LISTED ENTRIES:
---

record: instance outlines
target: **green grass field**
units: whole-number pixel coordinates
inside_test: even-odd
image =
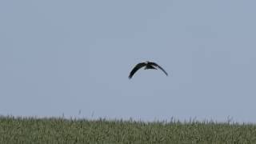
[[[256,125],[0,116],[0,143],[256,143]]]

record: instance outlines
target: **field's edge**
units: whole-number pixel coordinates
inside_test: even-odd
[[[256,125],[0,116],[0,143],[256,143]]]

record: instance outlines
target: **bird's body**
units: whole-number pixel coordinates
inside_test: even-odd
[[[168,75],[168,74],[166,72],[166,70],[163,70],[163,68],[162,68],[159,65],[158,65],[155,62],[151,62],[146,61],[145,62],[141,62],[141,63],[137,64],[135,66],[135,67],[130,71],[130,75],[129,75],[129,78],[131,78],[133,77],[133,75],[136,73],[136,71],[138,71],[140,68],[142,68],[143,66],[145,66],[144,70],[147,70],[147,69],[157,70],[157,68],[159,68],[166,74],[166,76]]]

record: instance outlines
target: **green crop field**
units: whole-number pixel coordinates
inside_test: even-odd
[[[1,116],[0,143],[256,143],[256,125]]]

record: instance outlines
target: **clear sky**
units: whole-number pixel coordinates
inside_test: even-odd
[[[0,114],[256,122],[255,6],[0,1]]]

---

SHORT PROBLEM: State how many lines in the listing contain the string "target", treating uppercase and lowercase as distinct, and reply with the number only.

FINAL RESULT: 5